Ao lançar uma nova proposta para a Lei de Mudança do Clima de São Paulo, o vereador Gilberto Natalini, do PV (foto), voltou a esquentar o debate na Câmara Municipal sobre a futura matriz energética do transporte público.
O texto fixa metas mais rígidas do que as que próprio vereador admitia para a redução dos gases poluentes emitidos pelos ônibus nos próximos dez e 20 anos (ver íntegra abaixo).
Pela proposta, a frota terá uma década para reduzir 50% do gás carbônico (CO2) emitido e 20 anos para zerar tais emissões, com base nos níveis de 2016.
As emissões de óxidos de nitrogênio (NOx) deverão ter corte de 80% em dez anos e de 90% em 20, e as de materiais particulados (MP 10 e MP 2,5), respectivamente de 90% e 95%.
ACORDO DIFÍCIL
Na prática, Natalini afasta-se da posição do presidente da Câmara, Milton Leite (DEM), com quem negociava um texto de consenso para ser votado em plenário.
A nova proposta foi preparada pouco depois da reunião do último dia 25, no gabinete de Milton Leite, entre os dois vereadores e um grupo de entidades ambientalistas, que novamente terminou sem acordo (aqui).
Natalini chegou a concordar com redução de 40% das emissões de CO2 em dez anos (limite máximo considerado viável pela SPTrans e aceito por Milton Leite), mas agora volta a defender 50%, com emissão zero em 20 anos.
Reaproximou-se, assim, da posição defendida pelo Comitê de Mudança do Clima de São Paulo (órgão vinculado à Secretaria Municipal do Meio Ambiente) e de entidades como Greenpeace e Rede Nossa São Paulo.
O vereador ainda não decidiu se protocolará seu novo texto como um substitutivo ao antigo PL 216/2003, de sua própria autoria, ou como novo substitutivo ao polêmico PL 300/2017, apresentado por Milton Leite em maio (íntegra).
Ambos lideram os debates entre os vereadores sobre a reforma da Lei 14.933/2009, que instituiu a Política de Mudança do Clima do Município de São Paulo.
Natalini é o principal líder ambientalista da Câmara e Milton Leite, além de poderoso presidente da Casa, é empresário de ônibus e profundo conhecedor do sistema de transporte.
METAS
Outros itens importantes da nova proposta são:
1-Aceita a moratória de cinco anos para a troca do diesel por combustíveis renováveis nos micro-ônibus e veículos da chamada rede alimentadora do sistema de transporte, defendida por Milton Leite. Mas mantém para este segmento as mesmas metas intermediárias e finais dos demais ônibus.
2-Fixa um período de cinco anos para a reavaliação das metas.
3-Determina que o órgão gestor incumbido de supervisionar a mudança da matriz energética da frota seja formado apenas por secretarias da Prefeitura, sob coordenação da Secretaria de Transportes.

LINHAS FORNECIDAS.
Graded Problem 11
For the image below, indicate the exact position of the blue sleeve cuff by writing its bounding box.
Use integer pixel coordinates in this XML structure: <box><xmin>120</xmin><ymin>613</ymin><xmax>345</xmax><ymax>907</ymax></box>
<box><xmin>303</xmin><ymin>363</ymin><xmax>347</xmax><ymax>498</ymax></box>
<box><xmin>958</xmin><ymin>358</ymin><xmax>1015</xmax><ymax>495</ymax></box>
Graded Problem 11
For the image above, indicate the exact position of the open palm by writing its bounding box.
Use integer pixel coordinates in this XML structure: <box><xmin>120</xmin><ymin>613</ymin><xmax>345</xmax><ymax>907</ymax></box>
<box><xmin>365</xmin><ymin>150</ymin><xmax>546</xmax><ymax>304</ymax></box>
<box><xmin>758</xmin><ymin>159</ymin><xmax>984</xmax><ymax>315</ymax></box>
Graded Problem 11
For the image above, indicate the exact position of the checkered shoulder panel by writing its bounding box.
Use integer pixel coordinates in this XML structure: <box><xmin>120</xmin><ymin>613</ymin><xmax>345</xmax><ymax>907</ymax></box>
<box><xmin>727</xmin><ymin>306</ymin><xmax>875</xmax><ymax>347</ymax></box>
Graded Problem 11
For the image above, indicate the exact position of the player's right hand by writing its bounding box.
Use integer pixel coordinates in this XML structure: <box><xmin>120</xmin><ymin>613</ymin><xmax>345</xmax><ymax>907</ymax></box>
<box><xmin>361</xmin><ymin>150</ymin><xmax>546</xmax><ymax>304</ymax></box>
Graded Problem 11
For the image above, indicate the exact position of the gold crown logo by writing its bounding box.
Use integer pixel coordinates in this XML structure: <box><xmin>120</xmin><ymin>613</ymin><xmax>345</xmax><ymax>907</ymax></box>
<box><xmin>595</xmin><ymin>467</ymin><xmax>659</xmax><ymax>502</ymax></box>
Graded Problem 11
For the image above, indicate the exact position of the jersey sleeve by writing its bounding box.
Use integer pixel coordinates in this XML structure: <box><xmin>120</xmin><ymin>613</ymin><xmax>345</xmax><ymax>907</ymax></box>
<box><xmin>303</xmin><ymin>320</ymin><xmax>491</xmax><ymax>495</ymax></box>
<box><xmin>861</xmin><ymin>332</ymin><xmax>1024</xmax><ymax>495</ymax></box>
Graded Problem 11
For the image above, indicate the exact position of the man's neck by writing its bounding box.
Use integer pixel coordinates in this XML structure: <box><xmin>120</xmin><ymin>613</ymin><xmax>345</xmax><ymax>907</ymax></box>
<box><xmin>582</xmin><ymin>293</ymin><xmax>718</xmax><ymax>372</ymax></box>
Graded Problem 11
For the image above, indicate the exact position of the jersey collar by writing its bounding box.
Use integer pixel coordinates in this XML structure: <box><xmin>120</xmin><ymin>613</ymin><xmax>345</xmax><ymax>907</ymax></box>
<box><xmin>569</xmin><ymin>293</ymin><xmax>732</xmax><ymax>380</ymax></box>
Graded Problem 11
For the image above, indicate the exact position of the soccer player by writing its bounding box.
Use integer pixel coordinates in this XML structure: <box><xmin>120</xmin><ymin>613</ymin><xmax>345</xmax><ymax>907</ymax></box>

A FAZER.
1. Reproduza a parte do trecho sobre a Lei de Mudança do Clima que começa nas palavras "Pela proposta, a" e termina depois de "de 90% e 95%.".
2. Reescreva em forma de lista o parágrafo do trecho sobre a Lei de Mudança do Clima que começa com "Natalini chegou a concordar", mantendo seus fatos principais.
3. Com base no trecho sobre a Lei de Mudança do Clima, diga se cada afirmação está de acordo com ele, respondendo sim ou não e citando as palavras que decidem a resposta: (a) a proposta prevê corte de 90% nas emissões de óxidos de nitrogênio em 20 anos; (b) a reunião do último dia 25 no gabinete de Milton Leite terminou com acordo; (c) o órgão gestor incluirá entidades ambientalistas.

RESPOSTAS ESPERADAS.
1.
Pela proposta, a frota terá uma década para reduzir 50% do gás carbônico (CO2) emitido e 20 anos para zerar tais emissões, com base nos níveis de 2016.
As emissões de óxidos de nitrogênio (NOx) deverão ter corte de 80% em dez anos e de 90% em 20, e as de materiais particulados (MP 10 e MP 2,5), respectivamente de 90% e 95%.

2.
- Natalini chegou a concordar com redução de 40% das emissões de CO2 em dez anos.
- Esse era o limite máximo considerado viável pela SPTrans e aceito por Milton Leite.
- Agora ele volta a defender redução de 50% em dez anos.
- Defende também emissão zero em 20 anos.

3.
(a) Sim: "As emissões de óxidos de nitrogênio (NOx) deverão ter corte de 80% em dez anos e de 90% em 20".
(b) Não: "que novamente terminou sem acordo".
(c) Não: "seja formado apenas por secretarias da Prefeitura".